_TASK TO CARRY OUT:_ Rewrite everything from the line containing "Locate the distant" down to the end of the rows below as a numbered list, leaving out any blank lines.

++++ SUPPLIED MATERIAL

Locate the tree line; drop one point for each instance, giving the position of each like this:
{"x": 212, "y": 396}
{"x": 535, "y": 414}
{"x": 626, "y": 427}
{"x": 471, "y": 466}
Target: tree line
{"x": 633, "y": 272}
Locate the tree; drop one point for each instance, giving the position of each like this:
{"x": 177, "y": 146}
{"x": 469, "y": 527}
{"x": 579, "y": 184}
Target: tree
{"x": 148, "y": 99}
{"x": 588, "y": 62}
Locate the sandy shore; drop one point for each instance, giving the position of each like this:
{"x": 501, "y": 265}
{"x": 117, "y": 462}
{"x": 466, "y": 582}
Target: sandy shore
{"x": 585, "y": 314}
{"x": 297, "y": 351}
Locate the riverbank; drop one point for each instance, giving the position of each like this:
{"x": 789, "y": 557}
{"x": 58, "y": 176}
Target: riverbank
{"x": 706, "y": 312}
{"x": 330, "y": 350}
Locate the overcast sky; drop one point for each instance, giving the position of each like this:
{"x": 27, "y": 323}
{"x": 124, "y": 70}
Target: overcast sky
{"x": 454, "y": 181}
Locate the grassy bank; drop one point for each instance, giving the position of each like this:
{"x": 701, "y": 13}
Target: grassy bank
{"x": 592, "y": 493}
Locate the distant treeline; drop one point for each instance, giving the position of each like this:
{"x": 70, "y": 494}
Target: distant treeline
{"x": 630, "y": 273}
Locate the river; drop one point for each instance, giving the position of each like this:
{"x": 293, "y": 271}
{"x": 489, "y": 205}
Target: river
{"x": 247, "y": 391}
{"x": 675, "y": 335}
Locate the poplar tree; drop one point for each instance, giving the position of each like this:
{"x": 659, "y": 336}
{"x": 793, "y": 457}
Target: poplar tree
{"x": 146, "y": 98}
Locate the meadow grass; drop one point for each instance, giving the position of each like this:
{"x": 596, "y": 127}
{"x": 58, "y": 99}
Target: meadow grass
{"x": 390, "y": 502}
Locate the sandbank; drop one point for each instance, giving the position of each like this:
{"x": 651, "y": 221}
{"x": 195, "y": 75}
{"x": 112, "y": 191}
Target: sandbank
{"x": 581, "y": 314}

++++++++

_TASK RESULT:_
1. Locate the distant treeline; drop one point for each instance, giving the position of each like this:
2. {"x": 70, "y": 494}
3. Target: distant treeline
4. {"x": 630, "y": 273}
5. Locate the river; drop one point for each instance, giving the position of each like this:
6. {"x": 293, "y": 271}
7. {"x": 489, "y": 205}
8. Target: river
9. {"x": 247, "y": 391}
10. {"x": 675, "y": 335}
11. Locate the poplar tree; drop one point for each instance, giving the position of each like this:
12. {"x": 659, "y": 336}
13. {"x": 793, "y": 457}
14. Target: poplar tree
15. {"x": 146, "y": 98}
16. Locate the meadow grass; drop one point for each instance, giving the position of each like this:
17. {"x": 596, "y": 127}
18. {"x": 58, "y": 99}
19. Target: meadow grass
20. {"x": 390, "y": 502}
21. Locate the sandbank; drop one point for each instance, giving the position of each like this:
22. {"x": 651, "y": 221}
23. {"x": 195, "y": 75}
24. {"x": 112, "y": 191}
25. Target: sandbank
26. {"x": 581, "y": 314}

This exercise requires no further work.